Written problem »
Retype exactly the lines that start at the line with "If you could locate the smiling woman" and end at the final line, both included, and leave out every picture.

** Start of Listed records **

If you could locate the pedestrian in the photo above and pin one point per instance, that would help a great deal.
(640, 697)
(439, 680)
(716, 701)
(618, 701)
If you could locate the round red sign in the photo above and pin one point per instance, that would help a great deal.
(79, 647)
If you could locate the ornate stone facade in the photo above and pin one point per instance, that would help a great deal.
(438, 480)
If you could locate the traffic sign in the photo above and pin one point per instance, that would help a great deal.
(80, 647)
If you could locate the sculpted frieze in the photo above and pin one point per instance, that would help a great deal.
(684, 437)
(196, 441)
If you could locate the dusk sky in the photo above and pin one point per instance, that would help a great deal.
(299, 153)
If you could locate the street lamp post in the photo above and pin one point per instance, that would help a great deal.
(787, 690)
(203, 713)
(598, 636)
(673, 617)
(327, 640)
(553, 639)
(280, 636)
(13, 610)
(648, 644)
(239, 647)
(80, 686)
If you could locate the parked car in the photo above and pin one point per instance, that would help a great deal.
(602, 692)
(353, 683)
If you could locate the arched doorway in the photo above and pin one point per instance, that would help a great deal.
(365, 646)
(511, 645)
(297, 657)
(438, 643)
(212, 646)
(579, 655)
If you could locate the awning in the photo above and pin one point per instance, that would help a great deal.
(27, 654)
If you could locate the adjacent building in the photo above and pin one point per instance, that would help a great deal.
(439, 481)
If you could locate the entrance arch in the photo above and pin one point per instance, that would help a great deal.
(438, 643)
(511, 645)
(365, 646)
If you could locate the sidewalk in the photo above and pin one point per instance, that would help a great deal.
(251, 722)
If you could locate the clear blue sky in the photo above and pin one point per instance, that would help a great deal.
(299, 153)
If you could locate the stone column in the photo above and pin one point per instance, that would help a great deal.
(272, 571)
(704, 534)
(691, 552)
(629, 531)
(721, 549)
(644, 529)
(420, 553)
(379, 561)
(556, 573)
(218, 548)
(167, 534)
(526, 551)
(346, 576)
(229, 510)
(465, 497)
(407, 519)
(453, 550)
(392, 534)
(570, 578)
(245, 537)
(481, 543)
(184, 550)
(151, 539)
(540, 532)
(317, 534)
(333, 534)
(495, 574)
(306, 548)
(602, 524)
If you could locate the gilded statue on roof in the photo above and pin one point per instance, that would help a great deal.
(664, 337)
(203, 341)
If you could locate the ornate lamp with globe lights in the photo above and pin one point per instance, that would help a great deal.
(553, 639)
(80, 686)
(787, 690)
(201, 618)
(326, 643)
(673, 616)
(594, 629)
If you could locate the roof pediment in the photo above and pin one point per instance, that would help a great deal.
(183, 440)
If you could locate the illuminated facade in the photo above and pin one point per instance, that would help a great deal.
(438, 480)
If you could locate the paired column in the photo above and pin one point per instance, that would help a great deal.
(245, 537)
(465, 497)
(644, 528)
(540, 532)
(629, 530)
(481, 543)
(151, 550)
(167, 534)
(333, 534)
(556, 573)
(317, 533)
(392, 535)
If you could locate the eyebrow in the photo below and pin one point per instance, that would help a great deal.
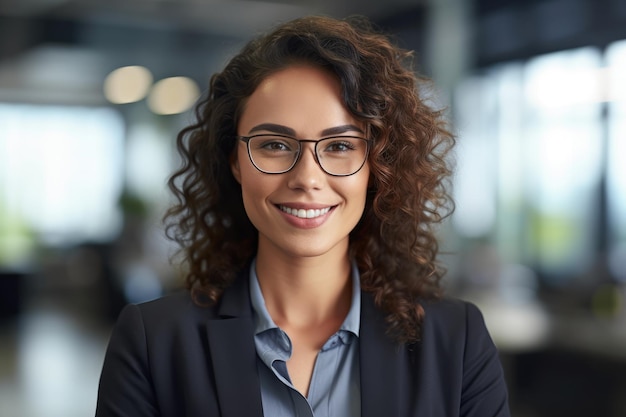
(284, 130)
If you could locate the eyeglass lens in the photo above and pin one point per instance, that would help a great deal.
(342, 155)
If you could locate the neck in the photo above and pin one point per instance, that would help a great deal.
(305, 292)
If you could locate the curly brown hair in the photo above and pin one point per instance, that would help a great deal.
(394, 243)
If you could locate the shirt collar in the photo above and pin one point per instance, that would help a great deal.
(263, 321)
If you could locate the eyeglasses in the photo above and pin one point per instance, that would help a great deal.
(339, 156)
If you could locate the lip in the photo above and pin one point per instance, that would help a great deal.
(317, 214)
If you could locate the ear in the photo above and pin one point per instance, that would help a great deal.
(234, 165)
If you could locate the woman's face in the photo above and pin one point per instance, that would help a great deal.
(304, 212)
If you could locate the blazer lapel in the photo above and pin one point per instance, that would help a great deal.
(385, 372)
(233, 353)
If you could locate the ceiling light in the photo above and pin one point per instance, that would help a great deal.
(127, 84)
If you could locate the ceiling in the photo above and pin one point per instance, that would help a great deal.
(61, 50)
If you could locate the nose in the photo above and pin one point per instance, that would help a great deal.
(306, 174)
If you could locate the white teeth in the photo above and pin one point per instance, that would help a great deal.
(305, 214)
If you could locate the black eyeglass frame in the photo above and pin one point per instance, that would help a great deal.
(246, 140)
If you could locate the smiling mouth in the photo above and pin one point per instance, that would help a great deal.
(305, 214)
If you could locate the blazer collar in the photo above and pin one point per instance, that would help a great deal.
(233, 354)
(385, 374)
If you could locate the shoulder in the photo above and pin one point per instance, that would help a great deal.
(166, 313)
(454, 322)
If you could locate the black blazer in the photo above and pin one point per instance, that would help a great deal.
(172, 358)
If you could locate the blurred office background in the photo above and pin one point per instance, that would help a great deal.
(93, 92)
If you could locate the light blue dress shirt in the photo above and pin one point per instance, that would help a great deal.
(335, 389)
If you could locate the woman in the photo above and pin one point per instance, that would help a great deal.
(311, 184)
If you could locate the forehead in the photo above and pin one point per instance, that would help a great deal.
(303, 97)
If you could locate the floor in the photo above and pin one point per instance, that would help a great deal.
(50, 360)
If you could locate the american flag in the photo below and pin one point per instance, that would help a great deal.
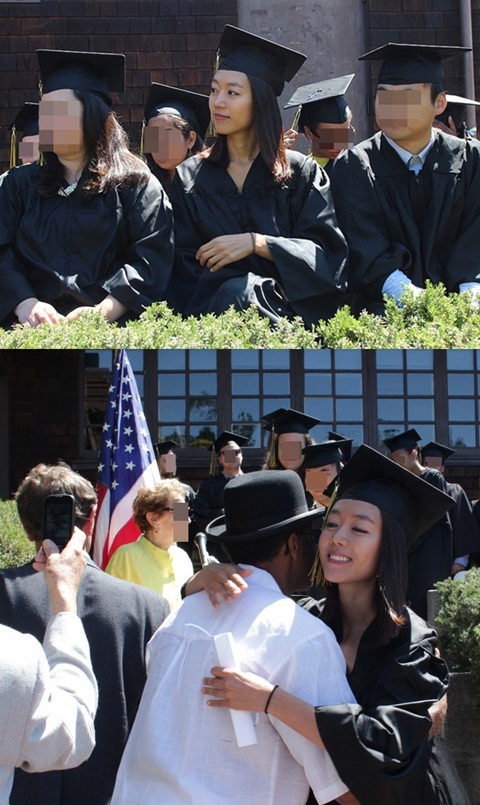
(127, 462)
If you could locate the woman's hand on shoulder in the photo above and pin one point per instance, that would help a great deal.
(33, 312)
(220, 582)
(226, 249)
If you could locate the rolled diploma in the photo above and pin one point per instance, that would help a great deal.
(241, 719)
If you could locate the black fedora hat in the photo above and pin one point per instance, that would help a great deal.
(260, 504)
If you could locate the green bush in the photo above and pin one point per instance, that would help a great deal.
(432, 320)
(459, 619)
(15, 548)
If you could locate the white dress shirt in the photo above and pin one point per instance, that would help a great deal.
(182, 751)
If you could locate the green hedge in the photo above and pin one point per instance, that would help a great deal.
(433, 320)
(15, 548)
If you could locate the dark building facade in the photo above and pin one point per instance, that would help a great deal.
(53, 402)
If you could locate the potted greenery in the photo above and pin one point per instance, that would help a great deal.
(458, 623)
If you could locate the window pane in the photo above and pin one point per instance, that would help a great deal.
(244, 358)
(171, 411)
(244, 410)
(276, 383)
(320, 407)
(203, 359)
(276, 359)
(171, 385)
(389, 359)
(350, 431)
(420, 409)
(317, 359)
(420, 384)
(390, 409)
(390, 384)
(461, 410)
(202, 410)
(459, 384)
(272, 403)
(245, 383)
(461, 435)
(201, 436)
(176, 433)
(459, 359)
(171, 359)
(318, 383)
(351, 410)
(203, 384)
(251, 432)
(419, 358)
(349, 384)
(348, 359)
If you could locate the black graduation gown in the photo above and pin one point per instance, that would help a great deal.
(380, 745)
(431, 555)
(309, 251)
(427, 226)
(72, 252)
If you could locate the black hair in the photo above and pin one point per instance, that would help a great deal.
(109, 162)
(391, 588)
(269, 128)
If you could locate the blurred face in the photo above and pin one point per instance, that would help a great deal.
(405, 112)
(231, 103)
(230, 457)
(60, 123)
(404, 458)
(168, 463)
(166, 143)
(290, 446)
(350, 543)
(28, 149)
(434, 462)
(317, 479)
(328, 139)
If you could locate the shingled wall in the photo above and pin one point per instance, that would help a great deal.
(169, 41)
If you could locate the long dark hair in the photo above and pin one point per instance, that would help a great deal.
(269, 129)
(391, 588)
(109, 161)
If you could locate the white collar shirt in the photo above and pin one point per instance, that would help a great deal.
(182, 751)
(406, 156)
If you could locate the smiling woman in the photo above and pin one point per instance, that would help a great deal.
(254, 224)
(89, 228)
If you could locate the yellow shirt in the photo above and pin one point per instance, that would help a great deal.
(163, 571)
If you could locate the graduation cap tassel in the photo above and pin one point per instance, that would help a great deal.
(142, 138)
(316, 574)
(13, 147)
(296, 118)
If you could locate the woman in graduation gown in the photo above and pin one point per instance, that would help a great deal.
(254, 223)
(381, 745)
(174, 122)
(91, 227)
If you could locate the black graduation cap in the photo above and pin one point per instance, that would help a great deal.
(251, 54)
(98, 73)
(322, 102)
(161, 448)
(191, 106)
(224, 438)
(26, 120)
(437, 450)
(337, 437)
(412, 64)
(407, 440)
(376, 479)
(329, 452)
(287, 420)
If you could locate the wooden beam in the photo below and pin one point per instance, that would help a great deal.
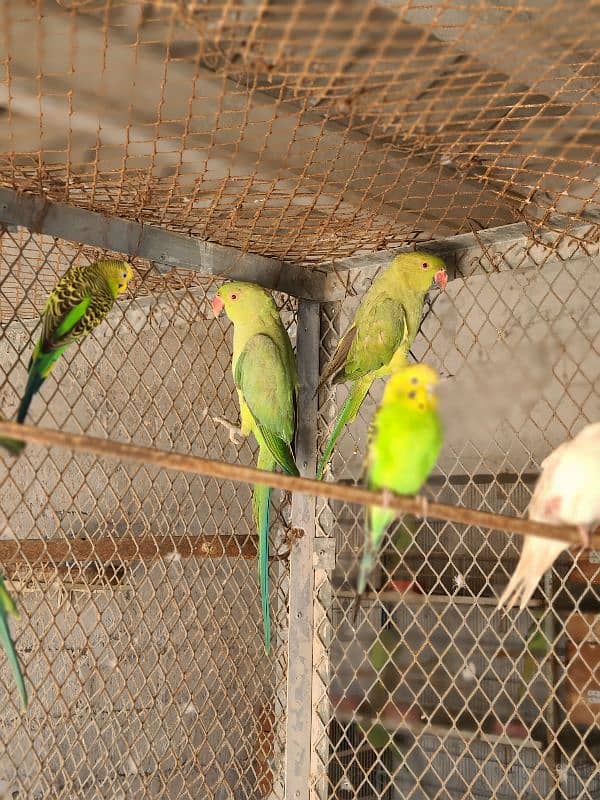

** End of Listed records **

Exercise solution »
If you could locate the smiling woman in the photo above and pin one point per instance, that would help a great deal.
(254, 224)
(89, 228)
If you could locate the yellow shirt in the photo above and pin one point per instance, that would help a great deal.
(163, 571)
If you could locate the graduation cap tassel in the photo above and pin one point per instance, that would help a great deal.
(142, 138)
(316, 574)
(13, 147)
(296, 118)
If you could locate the woman in graduation gown in the photo above and pin one point per instance, that would help a great deal.
(254, 223)
(381, 745)
(174, 122)
(91, 227)
If you could locate the black graduation cap in the photo above and pin one point per instance, that would help a great deal.
(251, 54)
(98, 73)
(322, 102)
(161, 448)
(191, 106)
(224, 438)
(26, 120)
(437, 450)
(337, 437)
(412, 64)
(407, 440)
(376, 479)
(329, 452)
(287, 420)
If you could locate the wooden beam in the photo below and pin one point per instance, that would help a great deal.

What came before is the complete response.